__CONSIGNES__.
1 > D'après le texte sur les films Sicario, quand est sorti Sicario 2 : la guerre des cartels ?
2 > Résumez en deux phrases le texte sur les films Sicario.

On se souvient de la sortie en 2015 du film Sicario (1) réalisé par le Canadien Denis Villeneuve, qui racontait le parcours désillusionné de l’agent du FBI Kate Macer (Emily BLUNT) au sein d’une unité spéciale anti-narco dirigée par Matt Graver (Josh BROLIN) et Alejandro Gillick (Benicio DEL TORO). Le premier ayant baroudé sur les grands théâtres d’opération de l’Amérique contemporaine, est un agent de la CIA, spécialiste des « sales missions » pour lesquelles la fin justifie les moyens (2). Le second est un ancien avocat mexicain dont la famille a été massacrée par un cartel, et qui ne vit plus que pour la vengeance. La loyauté institutionnelle et le légalisme de Kate Macer seront emportés dans cette lutte clandestine contre le cartel de Juarez.
Efficace, violent et sombre, ce premier thriller a rencontré un succès qui est désormais le point de départ d’une franchise avec la sortie le 27 juin 2018 de Sicario 2 : la guerre des cartels (3). Réalisé cette fois par l’Italien Stefano SOLLIMA (4), La guerre des cartels reprend la trame et les codes du premier opus tout en gardant son tempo et son efficacité. Le scénario reste bien ficelé mais il recentre davantage sur Matt et Alejandro (5) dont les états d’âme humanisent les personnages.

__DONNÉES FOURNIES__.
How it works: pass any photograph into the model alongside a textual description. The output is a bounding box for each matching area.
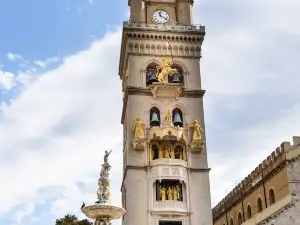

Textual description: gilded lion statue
[156,58,177,83]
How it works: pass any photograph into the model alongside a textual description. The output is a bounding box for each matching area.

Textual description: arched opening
[151,144,159,160]
[149,107,160,127]
[238,212,243,225]
[247,205,252,219]
[174,145,186,161]
[168,63,184,84]
[257,198,263,213]
[269,188,275,205]
[172,108,183,127]
[146,62,159,86]
[156,179,185,201]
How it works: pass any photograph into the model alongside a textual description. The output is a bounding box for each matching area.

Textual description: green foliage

__RÉPONSES__.
1 > Le 27 juin 2018.

2 > Sorti en 2015 et réalisé par Denis Villeneuve, Sicario suit l'agent du FBI Kate Macer au sein d'une unité spéciale anti-narco dirigée par Matt Graver et Alejandro Gillick, où sa loyauté et son légalisme sont emportés dans une lutte clandestine contre le cartel de Juarez. Le succès de ce thriller a lancé une franchise avec Sicario 2 : la guerre des cartels, réalisé par Stefano Sollima, qui reprend la trame et les codes du premier film tout en se recentrant sur Matt et Alejandro.